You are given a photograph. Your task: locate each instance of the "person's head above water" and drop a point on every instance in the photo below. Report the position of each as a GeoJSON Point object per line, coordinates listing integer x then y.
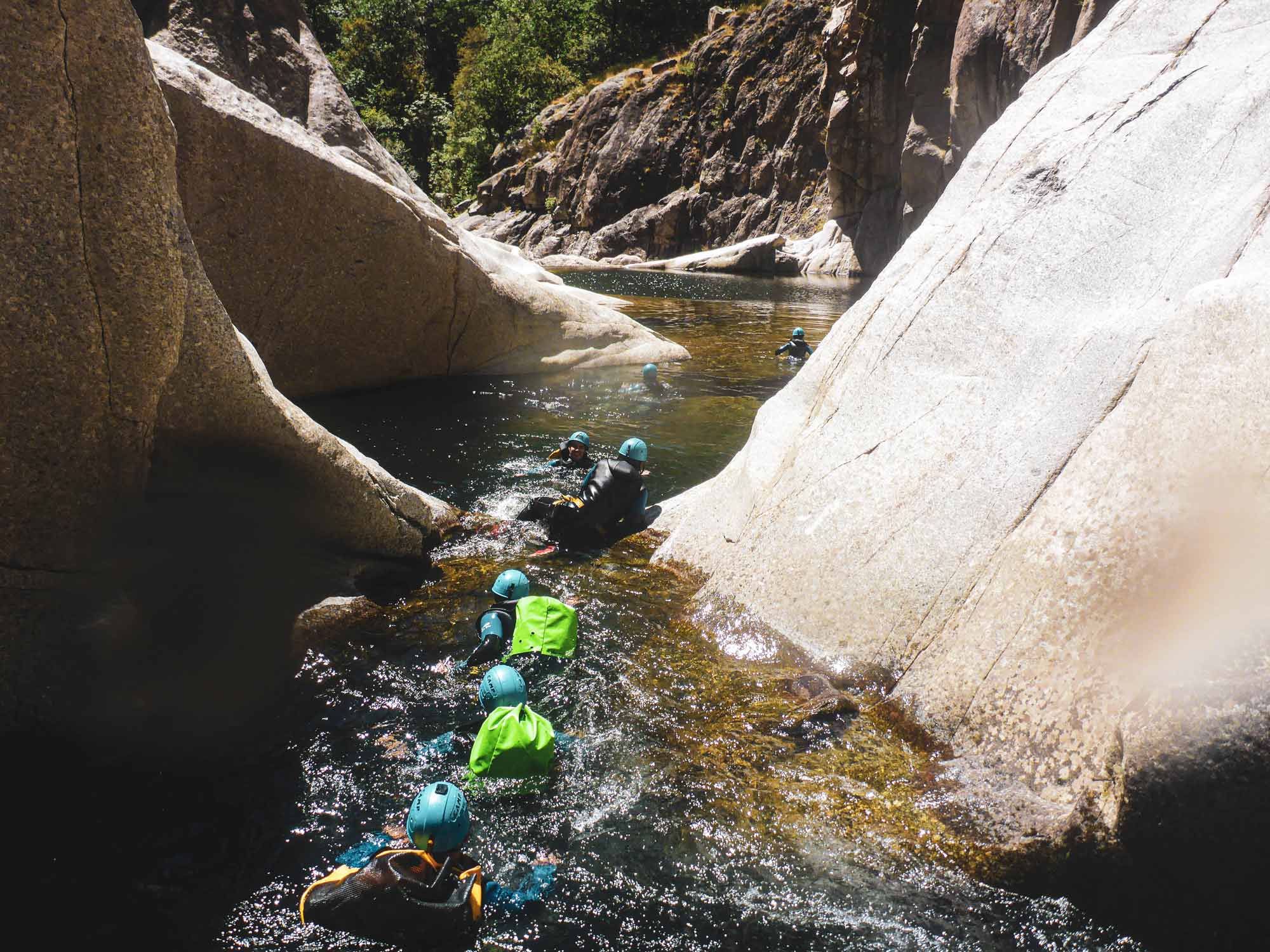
{"type": "Point", "coordinates": [502, 687]}
{"type": "Point", "coordinates": [634, 450]}
{"type": "Point", "coordinates": [511, 586]}
{"type": "Point", "coordinates": [439, 821]}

____

• Required action: Reproduce each record above by retyping it exactly; omit all images.

• Solution to the exercise:
You are given a photograph. Your task: locate each instance of the "person's head above water" and drop a point on every instance in the photo below. Report the position of each as a GeoJSON Point object per line, coordinates listing integer x then y.
{"type": "Point", "coordinates": [502, 687]}
{"type": "Point", "coordinates": [634, 450]}
{"type": "Point", "coordinates": [511, 586]}
{"type": "Point", "coordinates": [439, 821]}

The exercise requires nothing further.